> TO DO: Extend the passage below about the guava tree in August, picking up after its final sentence.
[[ EXTRACT, beginning ]]
August is the lull in the wet season. We’ve had a week or more of warm sunny days and only a little rain; enough to keep things brilliant green and to see tall yellow lilies, red gladioli, pale-gold and pink roses, and huge green umbrella leaves bursting from their garden beds. The sickly sweet smell of guava fruit has occupied the front yard again, where we have the most prolific tree since Eden. The smell will stay with us for months, wafting in through the bathroom window, and once again we hear the soft thud of heavy fruit falling to its lawn bed at night.

Some of our neighbours and other passers-by ask if they can have the fruit to make guava relish, a local specialty, and we are happy to oblige. But I’m afraid it’s all wasted on us. The cloying perfume is too much. Last year a neighbour gave us a jar of relish in return for a bucket of guavas, but still we couldn’t stomach it, so the delighted gardener got to take it home. Yesterday I brought just one ripe fruit into the house and it wasn’t long before my partner was asking, “Why does it smell like cat pee in here?” I explained that it was just guava pheromones.
[[ EXTRACT, end ]]
[[ DATA SUPPLIED, beginning ]]
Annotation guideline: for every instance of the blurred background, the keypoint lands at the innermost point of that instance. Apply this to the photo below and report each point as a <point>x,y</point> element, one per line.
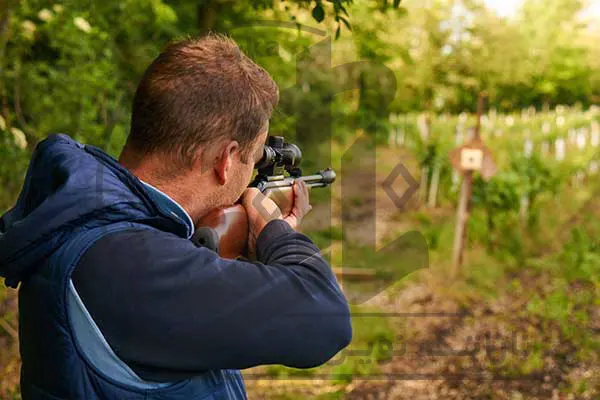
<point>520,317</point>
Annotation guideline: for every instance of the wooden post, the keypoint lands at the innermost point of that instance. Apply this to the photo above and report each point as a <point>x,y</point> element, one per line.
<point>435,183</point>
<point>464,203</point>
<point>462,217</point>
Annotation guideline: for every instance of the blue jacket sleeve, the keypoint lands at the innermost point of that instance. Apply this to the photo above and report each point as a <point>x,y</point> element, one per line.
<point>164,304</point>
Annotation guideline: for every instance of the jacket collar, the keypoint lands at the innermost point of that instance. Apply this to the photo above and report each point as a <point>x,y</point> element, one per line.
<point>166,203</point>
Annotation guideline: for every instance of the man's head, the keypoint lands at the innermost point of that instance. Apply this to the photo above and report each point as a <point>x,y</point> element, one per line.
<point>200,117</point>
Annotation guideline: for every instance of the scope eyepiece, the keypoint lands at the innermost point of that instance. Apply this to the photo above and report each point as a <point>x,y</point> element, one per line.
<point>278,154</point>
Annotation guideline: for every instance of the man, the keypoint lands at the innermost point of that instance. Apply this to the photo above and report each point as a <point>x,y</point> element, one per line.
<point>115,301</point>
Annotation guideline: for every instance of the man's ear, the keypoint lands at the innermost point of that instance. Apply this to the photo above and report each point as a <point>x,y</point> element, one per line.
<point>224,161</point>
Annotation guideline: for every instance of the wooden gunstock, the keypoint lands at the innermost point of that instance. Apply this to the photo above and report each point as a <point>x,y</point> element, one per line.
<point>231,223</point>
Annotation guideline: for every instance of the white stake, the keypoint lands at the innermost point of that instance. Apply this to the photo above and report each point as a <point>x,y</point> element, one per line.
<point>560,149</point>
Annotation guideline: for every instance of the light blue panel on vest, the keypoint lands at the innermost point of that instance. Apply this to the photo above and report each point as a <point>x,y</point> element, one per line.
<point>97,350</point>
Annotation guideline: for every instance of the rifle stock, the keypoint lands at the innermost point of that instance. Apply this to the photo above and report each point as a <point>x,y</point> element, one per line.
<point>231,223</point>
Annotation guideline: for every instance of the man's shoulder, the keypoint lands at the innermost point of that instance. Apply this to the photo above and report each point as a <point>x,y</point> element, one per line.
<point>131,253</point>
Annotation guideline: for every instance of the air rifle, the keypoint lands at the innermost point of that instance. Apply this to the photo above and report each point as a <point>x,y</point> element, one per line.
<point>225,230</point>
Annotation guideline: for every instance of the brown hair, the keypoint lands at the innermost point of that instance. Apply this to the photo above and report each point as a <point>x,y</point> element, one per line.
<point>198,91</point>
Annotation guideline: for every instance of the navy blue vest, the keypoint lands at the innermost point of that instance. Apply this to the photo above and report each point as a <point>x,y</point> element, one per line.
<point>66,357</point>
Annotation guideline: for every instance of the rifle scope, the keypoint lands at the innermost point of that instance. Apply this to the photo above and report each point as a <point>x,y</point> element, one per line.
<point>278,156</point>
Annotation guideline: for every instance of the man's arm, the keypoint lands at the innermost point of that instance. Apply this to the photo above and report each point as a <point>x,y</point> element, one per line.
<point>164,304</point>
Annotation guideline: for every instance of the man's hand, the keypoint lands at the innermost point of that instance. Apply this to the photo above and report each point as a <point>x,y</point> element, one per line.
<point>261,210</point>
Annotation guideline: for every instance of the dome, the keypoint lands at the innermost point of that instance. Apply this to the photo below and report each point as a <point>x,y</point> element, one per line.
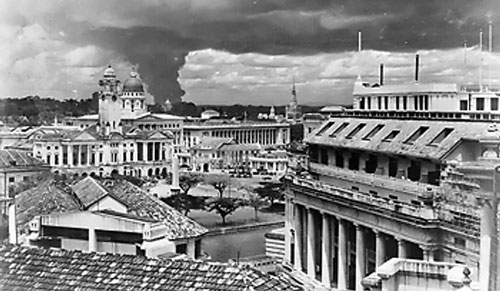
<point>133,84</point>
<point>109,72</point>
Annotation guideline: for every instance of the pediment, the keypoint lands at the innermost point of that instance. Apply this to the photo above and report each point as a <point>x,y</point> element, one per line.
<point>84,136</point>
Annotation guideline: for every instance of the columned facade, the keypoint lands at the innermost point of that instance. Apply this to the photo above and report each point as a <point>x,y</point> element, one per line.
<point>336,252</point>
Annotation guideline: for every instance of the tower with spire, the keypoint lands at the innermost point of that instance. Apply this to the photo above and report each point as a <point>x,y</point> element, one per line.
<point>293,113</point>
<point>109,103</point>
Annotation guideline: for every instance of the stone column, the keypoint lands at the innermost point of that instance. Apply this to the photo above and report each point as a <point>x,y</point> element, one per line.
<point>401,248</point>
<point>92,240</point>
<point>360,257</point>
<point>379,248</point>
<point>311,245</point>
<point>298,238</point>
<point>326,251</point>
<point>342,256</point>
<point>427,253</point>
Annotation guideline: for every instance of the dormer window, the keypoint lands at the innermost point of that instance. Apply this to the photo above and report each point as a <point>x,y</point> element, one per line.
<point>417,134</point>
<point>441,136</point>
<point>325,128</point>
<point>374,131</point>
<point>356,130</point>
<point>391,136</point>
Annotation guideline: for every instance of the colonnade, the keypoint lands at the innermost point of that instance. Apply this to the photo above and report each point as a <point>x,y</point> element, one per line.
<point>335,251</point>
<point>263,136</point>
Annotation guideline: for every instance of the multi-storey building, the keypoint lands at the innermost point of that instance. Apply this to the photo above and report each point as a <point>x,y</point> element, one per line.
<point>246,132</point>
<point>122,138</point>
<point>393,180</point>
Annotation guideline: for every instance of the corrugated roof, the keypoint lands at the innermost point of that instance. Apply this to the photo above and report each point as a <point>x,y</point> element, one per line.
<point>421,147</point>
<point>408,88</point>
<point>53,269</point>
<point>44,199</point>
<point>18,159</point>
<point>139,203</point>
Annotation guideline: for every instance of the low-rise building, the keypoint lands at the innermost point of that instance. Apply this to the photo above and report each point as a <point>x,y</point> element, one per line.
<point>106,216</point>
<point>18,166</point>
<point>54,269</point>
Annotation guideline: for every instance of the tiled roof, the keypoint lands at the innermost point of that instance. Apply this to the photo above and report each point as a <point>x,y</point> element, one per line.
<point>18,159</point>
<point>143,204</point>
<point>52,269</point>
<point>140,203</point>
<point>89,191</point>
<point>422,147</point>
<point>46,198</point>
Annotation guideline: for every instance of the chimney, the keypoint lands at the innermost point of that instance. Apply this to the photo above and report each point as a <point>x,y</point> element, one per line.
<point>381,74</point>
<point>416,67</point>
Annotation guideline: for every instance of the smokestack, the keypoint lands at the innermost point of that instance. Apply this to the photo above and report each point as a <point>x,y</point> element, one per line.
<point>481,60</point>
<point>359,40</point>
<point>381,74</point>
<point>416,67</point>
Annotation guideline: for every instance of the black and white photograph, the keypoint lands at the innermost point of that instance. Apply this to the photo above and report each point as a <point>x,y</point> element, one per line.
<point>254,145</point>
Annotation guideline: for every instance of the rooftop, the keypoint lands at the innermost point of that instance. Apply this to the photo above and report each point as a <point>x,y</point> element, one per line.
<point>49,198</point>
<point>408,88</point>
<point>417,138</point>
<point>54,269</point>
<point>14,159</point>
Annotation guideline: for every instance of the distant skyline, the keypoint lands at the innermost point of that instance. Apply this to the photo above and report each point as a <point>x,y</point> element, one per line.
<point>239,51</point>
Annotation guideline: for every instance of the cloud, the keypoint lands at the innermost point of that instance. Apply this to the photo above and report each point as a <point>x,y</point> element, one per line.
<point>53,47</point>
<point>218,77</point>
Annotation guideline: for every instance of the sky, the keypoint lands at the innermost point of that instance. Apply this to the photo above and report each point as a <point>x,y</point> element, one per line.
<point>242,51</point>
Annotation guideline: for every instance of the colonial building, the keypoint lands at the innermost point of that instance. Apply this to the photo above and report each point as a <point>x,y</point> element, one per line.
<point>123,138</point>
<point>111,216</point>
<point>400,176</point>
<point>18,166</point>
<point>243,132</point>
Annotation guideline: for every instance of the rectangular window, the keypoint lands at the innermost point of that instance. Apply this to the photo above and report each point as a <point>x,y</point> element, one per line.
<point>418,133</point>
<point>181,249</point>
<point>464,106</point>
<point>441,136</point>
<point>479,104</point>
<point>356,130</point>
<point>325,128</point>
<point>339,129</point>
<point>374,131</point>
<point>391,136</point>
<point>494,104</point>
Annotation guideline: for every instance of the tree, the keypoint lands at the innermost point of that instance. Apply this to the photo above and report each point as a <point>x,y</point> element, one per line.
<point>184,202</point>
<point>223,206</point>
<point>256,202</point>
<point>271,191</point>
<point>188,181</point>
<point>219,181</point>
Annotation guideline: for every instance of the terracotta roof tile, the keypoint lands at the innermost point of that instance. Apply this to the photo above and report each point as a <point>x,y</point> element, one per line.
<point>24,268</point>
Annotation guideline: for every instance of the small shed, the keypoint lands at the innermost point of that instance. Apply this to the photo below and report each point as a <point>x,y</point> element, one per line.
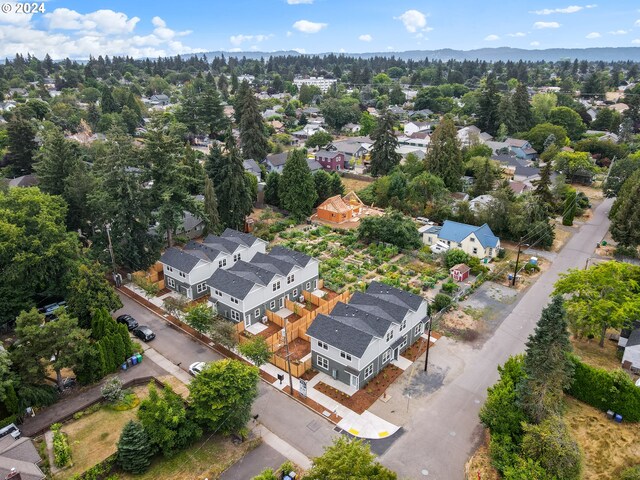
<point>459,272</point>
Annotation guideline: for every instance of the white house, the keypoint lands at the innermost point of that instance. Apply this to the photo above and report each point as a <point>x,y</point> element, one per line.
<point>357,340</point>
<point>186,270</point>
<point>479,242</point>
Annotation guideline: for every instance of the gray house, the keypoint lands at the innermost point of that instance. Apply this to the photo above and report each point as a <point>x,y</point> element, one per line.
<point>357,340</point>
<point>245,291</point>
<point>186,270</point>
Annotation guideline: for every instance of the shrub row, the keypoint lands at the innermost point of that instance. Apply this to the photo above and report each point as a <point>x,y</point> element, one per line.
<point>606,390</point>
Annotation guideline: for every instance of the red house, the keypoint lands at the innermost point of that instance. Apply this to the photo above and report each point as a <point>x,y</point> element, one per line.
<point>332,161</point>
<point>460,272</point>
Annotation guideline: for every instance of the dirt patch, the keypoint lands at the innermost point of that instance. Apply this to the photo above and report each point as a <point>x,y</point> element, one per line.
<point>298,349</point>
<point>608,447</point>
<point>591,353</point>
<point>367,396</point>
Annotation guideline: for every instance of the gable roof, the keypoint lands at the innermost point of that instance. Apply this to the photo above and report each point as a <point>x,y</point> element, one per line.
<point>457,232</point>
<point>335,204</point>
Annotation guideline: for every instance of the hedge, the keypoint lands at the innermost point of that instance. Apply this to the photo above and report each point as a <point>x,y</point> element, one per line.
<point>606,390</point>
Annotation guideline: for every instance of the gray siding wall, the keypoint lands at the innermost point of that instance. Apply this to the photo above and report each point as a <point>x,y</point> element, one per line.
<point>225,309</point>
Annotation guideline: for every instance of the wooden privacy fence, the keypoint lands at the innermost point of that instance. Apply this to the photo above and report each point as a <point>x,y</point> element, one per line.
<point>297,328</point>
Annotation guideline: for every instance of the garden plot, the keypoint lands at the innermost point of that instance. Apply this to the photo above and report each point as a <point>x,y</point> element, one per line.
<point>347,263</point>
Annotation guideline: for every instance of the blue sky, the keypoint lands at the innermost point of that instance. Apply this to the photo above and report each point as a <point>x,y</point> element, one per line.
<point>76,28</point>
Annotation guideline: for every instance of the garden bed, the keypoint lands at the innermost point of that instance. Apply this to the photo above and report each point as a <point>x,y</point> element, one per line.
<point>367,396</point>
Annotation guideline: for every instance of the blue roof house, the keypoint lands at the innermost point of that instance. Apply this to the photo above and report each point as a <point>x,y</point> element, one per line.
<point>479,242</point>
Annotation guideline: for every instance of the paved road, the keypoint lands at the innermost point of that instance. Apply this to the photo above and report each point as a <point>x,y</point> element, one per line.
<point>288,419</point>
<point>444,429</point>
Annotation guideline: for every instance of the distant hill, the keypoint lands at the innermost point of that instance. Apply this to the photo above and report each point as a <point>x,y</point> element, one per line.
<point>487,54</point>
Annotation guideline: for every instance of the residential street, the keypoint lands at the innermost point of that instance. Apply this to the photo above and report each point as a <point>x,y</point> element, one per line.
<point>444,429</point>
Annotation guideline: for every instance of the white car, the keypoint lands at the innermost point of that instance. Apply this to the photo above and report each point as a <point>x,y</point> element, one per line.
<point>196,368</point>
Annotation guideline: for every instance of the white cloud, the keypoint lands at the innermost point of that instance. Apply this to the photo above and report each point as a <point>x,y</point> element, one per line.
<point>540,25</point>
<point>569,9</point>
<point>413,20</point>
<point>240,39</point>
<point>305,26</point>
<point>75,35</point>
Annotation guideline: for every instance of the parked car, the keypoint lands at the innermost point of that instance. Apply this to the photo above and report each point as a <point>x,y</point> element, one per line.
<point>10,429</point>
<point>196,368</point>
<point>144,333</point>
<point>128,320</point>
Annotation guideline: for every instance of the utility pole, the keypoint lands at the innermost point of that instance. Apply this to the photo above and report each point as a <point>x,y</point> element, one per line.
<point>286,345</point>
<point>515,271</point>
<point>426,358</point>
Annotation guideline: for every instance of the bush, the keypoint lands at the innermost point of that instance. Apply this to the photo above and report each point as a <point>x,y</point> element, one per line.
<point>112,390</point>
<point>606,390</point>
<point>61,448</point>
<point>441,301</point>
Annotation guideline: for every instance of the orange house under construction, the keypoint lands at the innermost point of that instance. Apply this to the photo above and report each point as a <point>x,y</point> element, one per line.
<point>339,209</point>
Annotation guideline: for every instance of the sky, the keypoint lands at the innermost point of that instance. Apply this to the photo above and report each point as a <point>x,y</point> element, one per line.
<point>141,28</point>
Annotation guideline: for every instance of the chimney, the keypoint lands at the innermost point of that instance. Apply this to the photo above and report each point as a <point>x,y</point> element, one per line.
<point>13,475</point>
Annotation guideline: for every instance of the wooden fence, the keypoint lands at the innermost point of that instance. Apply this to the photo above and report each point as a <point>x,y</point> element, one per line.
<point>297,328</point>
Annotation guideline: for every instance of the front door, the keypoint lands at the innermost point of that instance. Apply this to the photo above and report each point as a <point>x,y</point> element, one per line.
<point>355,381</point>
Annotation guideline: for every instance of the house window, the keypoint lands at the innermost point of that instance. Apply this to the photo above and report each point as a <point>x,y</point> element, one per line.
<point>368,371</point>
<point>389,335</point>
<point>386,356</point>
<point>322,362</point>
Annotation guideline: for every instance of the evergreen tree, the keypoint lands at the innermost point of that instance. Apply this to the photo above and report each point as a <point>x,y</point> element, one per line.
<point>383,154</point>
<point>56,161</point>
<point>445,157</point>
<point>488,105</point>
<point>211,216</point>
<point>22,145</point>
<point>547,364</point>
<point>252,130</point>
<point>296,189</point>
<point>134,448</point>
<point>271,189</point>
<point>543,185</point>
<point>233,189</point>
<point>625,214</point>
[[ DATA SUPPLIED, end ]]
> REPLY:
During last year's fruiting a delightful old indigenous couple, who come round regularly to sell typical fabrics and clothing, asked if they could have some of our guavas. We collected them together and they left with two supermarket bags full, faces beaming. They couldn't carry any more, as they already had a big bundle of fabrics each, the man with the larger one which he carries on his back, and which must weigh almost as much as him. They are both tiny, wiry people, and even the man barely comes up to my shoulder. A short while after they left our house I walked down the street to collect my son from the bus stop. The old couple had stopped in a doorway only two houses down, and were sitting there gorging themselves on the guavas! They looked a little bashful as I walked past, but then we all laughed and I went on my way.

I’ve also just discovered that my Columbian friend loves them (“Guayabas! Me encanta!”), and I’m now convinced that guava compatibility is an inherited gene present only in peoples from the Latin American tropics. I’m picking up the good ones each morning and keeping them for her, but I have to keep the bowl of guavas outside. To me they’re worse than the smelliest French cheese.

The only members of our family who eat our guavas are the dogs. Last season our big dog was in the habit of going to the front yard each night before bed, sniffing around until he found a guava that was just right, then taking it inside to eat for his bedtime snack. He seems to like them very ripe. Our small dog likes to munch on them too. She is also a great ball fetcher and has just invented the new game of guava fetch. Each time I throw a bad guava into the compost heap, she brings it back for me.